Teks Sumber:

━━━

RUMAH SUSUN SEMANGGI, SURAKARTA DENGAN PENDEKATAN NILAI-NILAI LOKAL PADA KAMPUNG
DONNA NURRAHIMA, Dr. Ir. Ahmad Sarwadi, M.Eng. ; Syam Rachma M. ST., M.Eng., PhD.
2016 | Skripsi | S1 ARSITEKTURRumah merupakan kebutuhan dasar bagi setiap orang yang juga menjadi sarana untuk bersosialisasi dengan sesamanya. Namun dalam perkembangannya tidak semua orang memiliki rumah, terutama golongan masyarakat berpenghasilan rendah (MBR). Terutama di perkotaan, MBR yang tidak dapat mengikuti laju perkembangan kota sulit untuk mendapatkan hunian yang layak dan mengakibatkan munculnya hunian yang tidak layak atau dapat dikatakan ilegal sehingga terciptalah permukiman kumuh. Untuk daerah kota Solo, berkembangnya sektor pariwisata dan ekonomi diikuti dengan pertambahan jumlah penduduk terutama para pendatang (kaum urbanisasi). Kaum urbanis ini kebanyakan merupakan MBR yang merasa tertarik dan ingin mendapatkan kehidupan yang lebih makmur di perkotaan, untuk tetap dapat beraktivitas di kota, mereka membuat kantong-kantong hunian di dalam maupun pinggiran kota. Kantong-kantong hunian inilah membuat kawasan kota semakin padat. Pertambahan jumlah penduduk dan semakin berkurangnya lahan untuk perumahan ini mengakibatkan munculnya kawasan kumuh (slum area). Akibat lain yang muncul adalah adanya backlog atau kekurangan pasokan perumahan di daerah perkotaan. Salah satu upaya yang dapat dilakukan dengan semakin berkurangnya lahan adalah dengan membangun hunian secara vertikal. Kemudian untuk mengatasi munculnya kawasan kumuh adalah peremajaan dengan dibangunnya rumah-rumah susun untuk MBR yang tinggal di daerah tersebut. Konsep kampung diusung agar MBR yang direlokasi mudah beradaptasi. Dengan demikian diharapkan pemikiran yang ada pada laporan ini dapat berguna bagi pembangunan kota solo menjadi kawasan perkotaan yang lebih baik ke depannya dan menyukseskan misi bebas kumuh 2015.

━━━

Perintah 1: Dalam teks sumber tentang Rumah Susun Semanggi, konsep apa yang diusung agar MBR yang direlokasi mudah beradaptasi?
Teks sumber dan baris pelabelan lokasi merupakan dua bahan yang terpisah.

[Baris pelabelan lokasi]
━━━

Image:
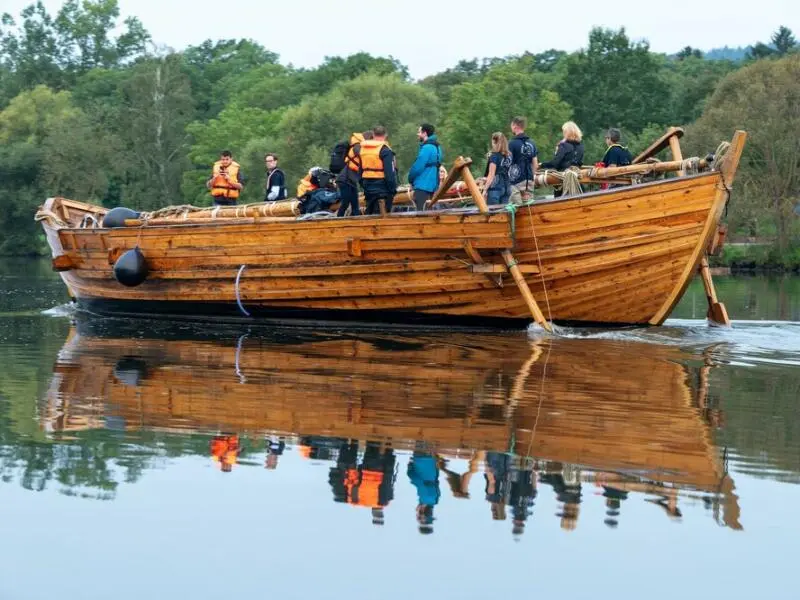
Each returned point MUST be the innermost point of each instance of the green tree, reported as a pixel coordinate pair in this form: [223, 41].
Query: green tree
[615, 82]
[233, 129]
[307, 132]
[763, 99]
[478, 108]
[85, 35]
[31, 114]
[157, 107]
[692, 80]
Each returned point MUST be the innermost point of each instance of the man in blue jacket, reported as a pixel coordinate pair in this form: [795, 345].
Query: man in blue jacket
[424, 173]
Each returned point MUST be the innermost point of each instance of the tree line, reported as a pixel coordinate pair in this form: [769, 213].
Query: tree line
[92, 109]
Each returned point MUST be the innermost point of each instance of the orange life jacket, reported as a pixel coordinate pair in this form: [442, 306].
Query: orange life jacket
[353, 158]
[220, 188]
[371, 163]
[305, 186]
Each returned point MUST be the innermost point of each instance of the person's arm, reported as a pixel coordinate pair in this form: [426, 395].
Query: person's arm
[275, 184]
[558, 158]
[418, 166]
[489, 178]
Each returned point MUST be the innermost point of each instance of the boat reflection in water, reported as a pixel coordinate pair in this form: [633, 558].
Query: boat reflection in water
[518, 412]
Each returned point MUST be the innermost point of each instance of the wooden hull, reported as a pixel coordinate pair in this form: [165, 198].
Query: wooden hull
[614, 257]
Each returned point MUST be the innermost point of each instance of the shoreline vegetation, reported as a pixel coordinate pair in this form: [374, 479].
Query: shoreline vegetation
[92, 109]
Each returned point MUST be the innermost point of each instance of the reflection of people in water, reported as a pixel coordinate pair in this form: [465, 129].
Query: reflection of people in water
[497, 472]
[459, 482]
[568, 491]
[225, 450]
[521, 495]
[423, 472]
[370, 484]
[614, 498]
[275, 448]
[510, 480]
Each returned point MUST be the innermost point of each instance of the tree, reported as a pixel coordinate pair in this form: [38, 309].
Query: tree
[478, 108]
[784, 41]
[85, 27]
[233, 129]
[615, 82]
[691, 81]
[307, 132]
[31, 52]
[30, 115]
[689, 52]
[157, 107]
[764, 99]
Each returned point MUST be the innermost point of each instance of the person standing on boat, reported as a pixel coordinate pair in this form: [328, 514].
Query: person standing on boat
[497, 188]
[348, 177]
[226, 181]
[569, 152]
[424, 173]
[524, 162]
[378, 172]
[616, 154]
[276, 180]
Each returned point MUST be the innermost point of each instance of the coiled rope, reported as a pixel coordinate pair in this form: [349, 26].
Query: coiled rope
[238, 297]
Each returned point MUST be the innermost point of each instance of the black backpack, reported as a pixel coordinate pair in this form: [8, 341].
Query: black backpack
[339, 157]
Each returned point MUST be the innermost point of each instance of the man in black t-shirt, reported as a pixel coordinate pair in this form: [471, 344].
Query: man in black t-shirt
[276, 179]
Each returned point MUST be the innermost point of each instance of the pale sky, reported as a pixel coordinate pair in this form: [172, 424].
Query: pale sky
[429, 36]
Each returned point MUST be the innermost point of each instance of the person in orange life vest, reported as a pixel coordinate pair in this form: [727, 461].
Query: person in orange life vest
[378, 172]
[370, 484]
[347, 180]
[225, 450]
[226, 181]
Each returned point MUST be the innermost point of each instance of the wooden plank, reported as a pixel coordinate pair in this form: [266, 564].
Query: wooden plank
[496, 268]
[660, 144]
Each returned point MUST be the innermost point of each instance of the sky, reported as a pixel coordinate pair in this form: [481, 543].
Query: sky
[430, 36]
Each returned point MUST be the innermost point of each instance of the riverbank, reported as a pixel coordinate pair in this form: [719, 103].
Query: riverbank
[757, 258]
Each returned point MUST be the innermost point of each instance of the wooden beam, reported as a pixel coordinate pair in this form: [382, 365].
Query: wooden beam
[659, 145]
[497, 268]
[451, 178]
[675, 148]
[511, 263]
[717, 314]
[62, 263]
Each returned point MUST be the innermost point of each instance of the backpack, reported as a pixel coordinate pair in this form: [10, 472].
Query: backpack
[338, 157]
[521, 169]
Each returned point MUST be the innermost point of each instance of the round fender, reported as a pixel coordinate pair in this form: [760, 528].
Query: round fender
[116, 216]
[131, 268]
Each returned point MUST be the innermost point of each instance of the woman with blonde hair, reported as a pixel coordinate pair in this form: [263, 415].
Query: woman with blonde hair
[569, 152]
[497, 188]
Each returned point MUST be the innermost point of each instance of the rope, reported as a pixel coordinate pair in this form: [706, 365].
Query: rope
[238, 297]
[719, 155]
[52, 218]
[691, 166]
[86, 219]
[541, 269]
[242, 378]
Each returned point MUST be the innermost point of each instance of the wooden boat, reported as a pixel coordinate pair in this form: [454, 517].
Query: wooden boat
[633, 413]
[619, 256]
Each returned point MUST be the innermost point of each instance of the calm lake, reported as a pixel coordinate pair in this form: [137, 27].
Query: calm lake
[152, 459]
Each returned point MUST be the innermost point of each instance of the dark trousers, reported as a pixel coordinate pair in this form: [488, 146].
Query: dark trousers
[421, 197]
[373, 203]
[348, 195]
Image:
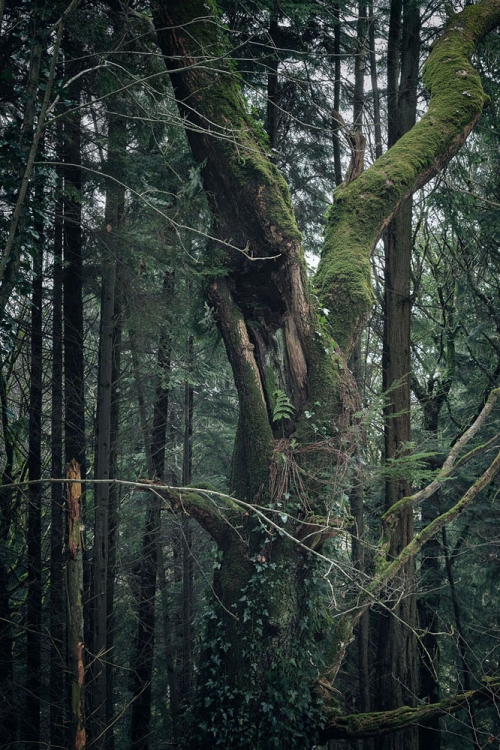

━━━

Perintah 2: Tulis ulang baris pelabelan lokasi mulai dari baris yang memuat "form: [488, 146]." dan berakhir di akhir baris pelabelan lokasi dengan menukar "dark trousers" menjadi "black pants", tanpa mengubah hal lain. Jangan sertakan gambar dalam jawaban.

Jawaban Latihan 1: Konsep kampung.

Jawaban Latihan 2:
Each returned point MUST be the innermost point of each instance of the black pants, reported as a pixel coordinate pair in this form: [488, 146].
Query: black pants
[421, 197]
[373, 203]
[348, 195]
Image:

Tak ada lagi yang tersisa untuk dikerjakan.